Prompt
Transcribe precisely those lines of the listing that fall between the line containing "Q: Point to the dark background" and the last line, inclusive of both.

Exercise material

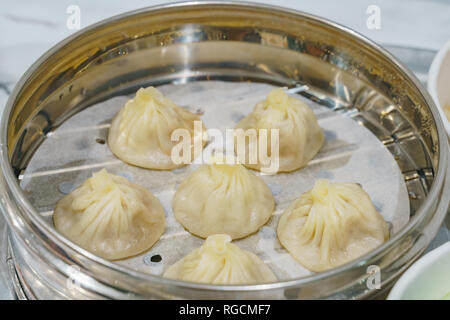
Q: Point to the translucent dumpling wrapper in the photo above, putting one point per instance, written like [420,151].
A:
[218,261]
[330,225]
[299,137]
[223,198]
[110,217]
[141,132]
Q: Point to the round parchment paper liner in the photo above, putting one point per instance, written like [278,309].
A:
[351,153]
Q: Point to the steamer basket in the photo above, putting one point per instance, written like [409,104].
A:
[229,41]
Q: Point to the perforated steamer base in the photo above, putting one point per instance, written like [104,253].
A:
[351,154]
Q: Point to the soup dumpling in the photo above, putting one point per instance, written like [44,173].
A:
[330,225]
[110,216]
[223,198]
[300,136]
[218,261]
[141,132]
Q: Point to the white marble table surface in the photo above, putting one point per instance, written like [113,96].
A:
[28,28]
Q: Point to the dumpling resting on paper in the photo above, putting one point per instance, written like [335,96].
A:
[330,225]
[218,261]
[110,217]
[299,139]
[141,132]
[223,198]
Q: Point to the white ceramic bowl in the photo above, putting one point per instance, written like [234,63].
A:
[439,82]
[427,279]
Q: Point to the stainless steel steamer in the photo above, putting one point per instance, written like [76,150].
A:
[233,42]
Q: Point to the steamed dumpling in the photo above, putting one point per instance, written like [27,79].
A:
[141,132]
[330,225]
[223,198]
[218,261]
[110,217]
[300,137]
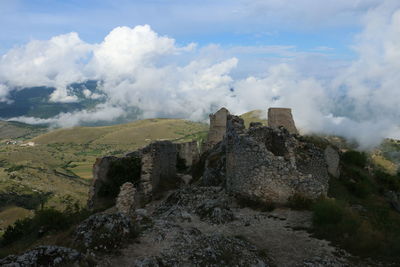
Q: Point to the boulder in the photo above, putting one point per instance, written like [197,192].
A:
[332,159]
[104,232]
[45,256]
[126,199]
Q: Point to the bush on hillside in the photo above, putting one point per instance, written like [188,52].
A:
[300,202]
[356,158]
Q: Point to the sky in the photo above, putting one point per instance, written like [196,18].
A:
[336,63]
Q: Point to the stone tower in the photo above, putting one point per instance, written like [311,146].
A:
[217,127]
[281,117]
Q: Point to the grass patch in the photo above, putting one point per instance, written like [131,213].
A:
[357,217]
[355,158]
[300,202]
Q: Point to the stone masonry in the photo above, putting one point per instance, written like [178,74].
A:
[217,128]
[147,169]
[270,165]
[281,117]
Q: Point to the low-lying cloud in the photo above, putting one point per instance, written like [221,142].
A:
[140,69]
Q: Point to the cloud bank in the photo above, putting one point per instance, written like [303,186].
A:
[140,69]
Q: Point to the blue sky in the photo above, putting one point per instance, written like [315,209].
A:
[335,62]
[303,24]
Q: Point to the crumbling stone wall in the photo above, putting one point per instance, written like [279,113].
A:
[332,159]
[256,173]
[188,154]
[109,173]
[281,117]
[217,127]
[158,166]
[148,169]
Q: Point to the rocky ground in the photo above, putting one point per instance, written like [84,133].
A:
[202,226]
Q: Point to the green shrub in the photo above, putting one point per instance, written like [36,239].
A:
[327,212]
[15,168]
[356,158]
[16,231]
[391,182]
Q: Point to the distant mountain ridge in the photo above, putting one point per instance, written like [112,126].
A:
[35,101]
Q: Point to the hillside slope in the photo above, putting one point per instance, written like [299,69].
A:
[58,169]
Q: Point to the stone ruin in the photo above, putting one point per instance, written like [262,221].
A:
[281,117]
[149,170]
[217,128]
[263,164]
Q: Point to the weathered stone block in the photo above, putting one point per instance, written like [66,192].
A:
[281,117]
[217,127]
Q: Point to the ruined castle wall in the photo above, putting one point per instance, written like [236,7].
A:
[188,152]
[281,117]
[256,173]
[158,166]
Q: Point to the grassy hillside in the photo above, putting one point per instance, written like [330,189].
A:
[18,130]
[58,169]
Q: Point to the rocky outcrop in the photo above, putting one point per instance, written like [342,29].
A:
[217,130]
[188,155]
[158,168]
[281,117]
[270,165]
[104,232]
[45,256]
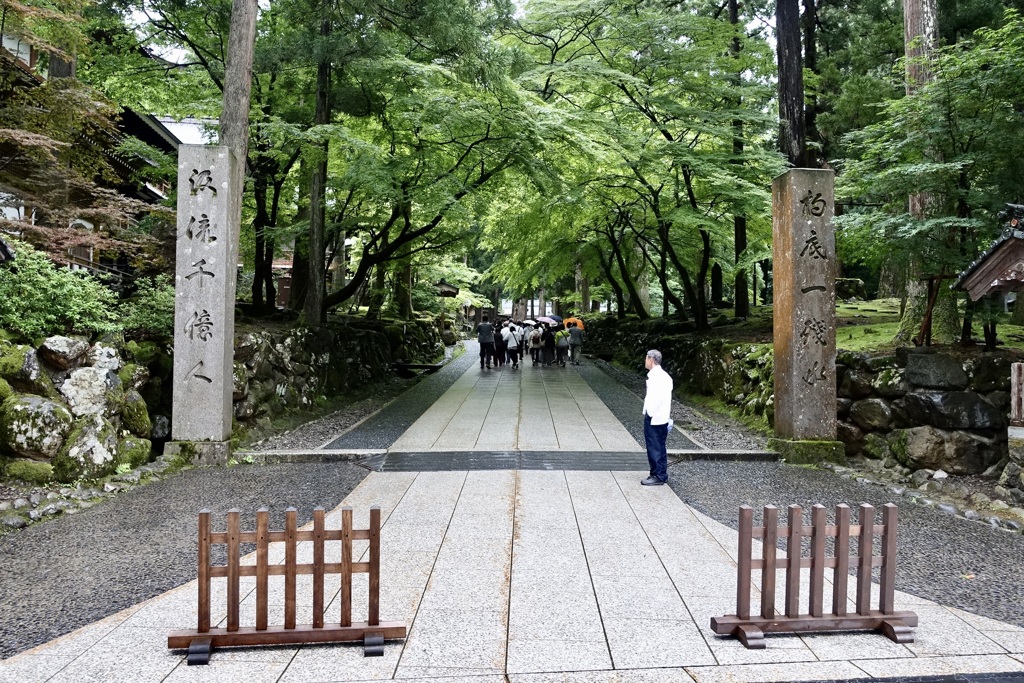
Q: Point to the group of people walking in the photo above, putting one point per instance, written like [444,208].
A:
[547,344]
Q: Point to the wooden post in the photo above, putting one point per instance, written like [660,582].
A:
[345,599]
[887,584]
[818,523]
[262,564]
[793,553]
[290,561]
[204,571]
[1017,394]
[768,552]
[317,567]
[374,615]
[743,572]
[232,570]
[865,551]
[842,574]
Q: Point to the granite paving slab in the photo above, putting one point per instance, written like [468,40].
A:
[538,575]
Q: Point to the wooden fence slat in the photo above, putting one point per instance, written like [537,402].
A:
[374,616]
[842,553]
[318,567]
[262,561]
[887,600]
[793,554]
[345,599]
[817,585]
[232,569]
[865,551]
[204,571]
[768,552]
[290,557]
[744,560]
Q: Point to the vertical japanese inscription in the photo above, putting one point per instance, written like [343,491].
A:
[804,297]
[204,293]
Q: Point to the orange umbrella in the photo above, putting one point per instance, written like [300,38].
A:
[577,321]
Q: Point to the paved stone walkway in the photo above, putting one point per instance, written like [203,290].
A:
[528,577]
[528,409]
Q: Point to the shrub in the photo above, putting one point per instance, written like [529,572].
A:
[39,298]
[150,313]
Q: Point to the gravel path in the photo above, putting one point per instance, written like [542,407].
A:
[384,428]
[624,391]
[73,570]
[76,569]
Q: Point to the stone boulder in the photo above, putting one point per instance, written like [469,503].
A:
[91,391]
[133,451]
[852,437]
[133,377]
[890,383]
[935,371]
[871,415]
[952,452]
[64,352]
[33,427]
[90,451]
[105,356]
[19,368]
[855,384]
[990,373]
[954,410]
[135,415]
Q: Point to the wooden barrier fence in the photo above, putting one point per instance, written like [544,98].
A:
[373,632]
[751,630]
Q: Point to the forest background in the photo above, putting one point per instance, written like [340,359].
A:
[581,150]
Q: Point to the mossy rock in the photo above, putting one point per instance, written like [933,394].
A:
[876,446]
[133,376]
[31,471]
[134,451]
[135,415]
[33,426]
[89,452]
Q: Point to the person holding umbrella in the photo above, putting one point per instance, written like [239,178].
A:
[576,342]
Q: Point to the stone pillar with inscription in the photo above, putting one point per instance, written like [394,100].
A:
[204,311]
[804,298]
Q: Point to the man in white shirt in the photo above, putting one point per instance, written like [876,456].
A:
[656,411]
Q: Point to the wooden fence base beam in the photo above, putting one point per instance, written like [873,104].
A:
[897,631]
[752,637]
[200,650]
[895,626]
[330,633]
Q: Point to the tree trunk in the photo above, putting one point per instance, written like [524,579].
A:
[403,290]
[235,114]
[792,137]
[920,35]
[317,200]
[810,22]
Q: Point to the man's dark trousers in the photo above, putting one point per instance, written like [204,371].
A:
[654,437]
[486,352]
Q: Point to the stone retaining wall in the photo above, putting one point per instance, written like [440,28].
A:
[74,410]
[918,409]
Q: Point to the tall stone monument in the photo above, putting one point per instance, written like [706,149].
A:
[804,266]
[204,311]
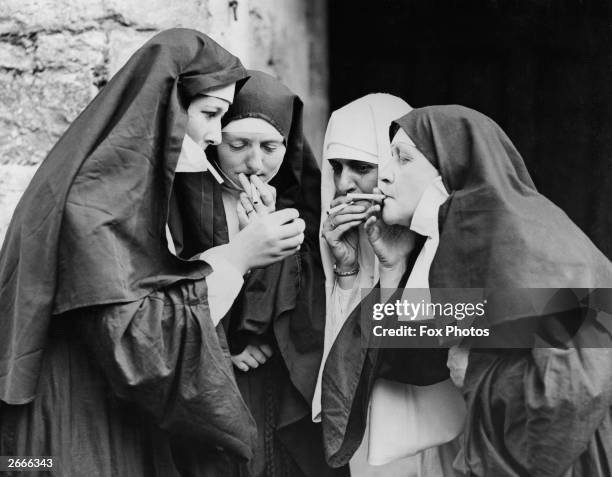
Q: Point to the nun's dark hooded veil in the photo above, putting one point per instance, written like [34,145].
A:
[282,301]
[87,241]
[539,412]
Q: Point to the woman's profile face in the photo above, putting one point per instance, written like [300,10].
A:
[204,120]
[403,180]
[351,176]
[249,152]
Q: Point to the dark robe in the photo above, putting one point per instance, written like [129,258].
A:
[108,357]
[282,303]
[534,412]
[354,364]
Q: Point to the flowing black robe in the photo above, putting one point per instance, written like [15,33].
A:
[543,411]
[282,303]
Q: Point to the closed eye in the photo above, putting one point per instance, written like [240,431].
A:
[211,114]
[237,145]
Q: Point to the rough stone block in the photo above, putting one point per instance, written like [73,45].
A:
[71,52]
[13,57]
[34,15]
[13,181]
[35,110]
[159,14]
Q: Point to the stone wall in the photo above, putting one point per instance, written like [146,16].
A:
[56,54]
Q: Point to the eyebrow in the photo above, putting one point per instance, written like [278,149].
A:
[247,136]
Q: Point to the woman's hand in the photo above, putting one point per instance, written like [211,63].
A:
[391,243]
[267,240]
[252,356]
[259,201]
[341,233]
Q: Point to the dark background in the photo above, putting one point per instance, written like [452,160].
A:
[541,69]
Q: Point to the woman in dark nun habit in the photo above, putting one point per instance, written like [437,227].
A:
[275,328]
[539,411]
[110,358]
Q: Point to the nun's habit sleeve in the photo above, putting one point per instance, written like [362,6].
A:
[544,411]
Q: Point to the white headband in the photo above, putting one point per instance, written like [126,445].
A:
[223,92]
[251,125]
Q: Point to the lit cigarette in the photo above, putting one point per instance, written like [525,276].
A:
[254,194]
[338,208]
[365,196]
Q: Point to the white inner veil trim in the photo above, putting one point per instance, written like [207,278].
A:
[361,129]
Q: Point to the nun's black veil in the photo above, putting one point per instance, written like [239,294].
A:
[89,229]
[283,300]
[543,411]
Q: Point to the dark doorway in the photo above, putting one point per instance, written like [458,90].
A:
[541,68]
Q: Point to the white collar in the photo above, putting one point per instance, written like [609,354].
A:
[193,159]
[425,217]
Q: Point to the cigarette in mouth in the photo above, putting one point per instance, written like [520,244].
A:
[352,196]
[338,208]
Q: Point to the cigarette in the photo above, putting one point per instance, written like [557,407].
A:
[338,208]
[254,194]
[352,196]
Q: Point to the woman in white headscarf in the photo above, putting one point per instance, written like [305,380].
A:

Written answer
Q: Point to the dark background in the photo above, putting one point per instance, written like [452,160].
A:
[541,69]
Q: Point to the woman in dark nun habit in the photo above, putting one point per instance, written like [437,227].
A:
[275,328]
[539,411]
[110,358]
Q: Point to the nun's habit sleeve in the photo above, putting one point per instance, written like [362,6].
A:
[544,411]
Q: Point to the white headband in the photo above, putting one point per instance, written like [126,445].
A:
[223,92]
[251,125]
Q: Point to the lit cigarette in the photo above, putting one point per instance, written like [525,276].
A:
[254,194]
[338,208]
[365,196]
Q: Point to the white inner veil trim in the photo above, putting one point per instance, written like [207,278].
A:
[361,129]
Q: Point to the nun's black veil in the photo above, putting one point per instance, written like [239,294].
A:
[89,229]
[283,300]
[543,411]
Q: Point to the dark doorway in the photo above, putting one point per instance, written like [458,90].
A:
[541,68]
Q: Point to the white collar in the photo above, putting one point per instance, written like [609,354].
A:
[193,159]
[425,217]
Q: Point to the cigarette in mouth in the photo above, putting one point per instance, written like [520,244].
A:
[352,196]
[338,208]
Q: Point to the cigarette in the photo above, putting one point per instance, written like [557,407].
A:
[338,208]
[254,194]
[352,196]
Q: Point to the woman in white headscarf in the photo above, putting one point per instance, written like [305,380].
A:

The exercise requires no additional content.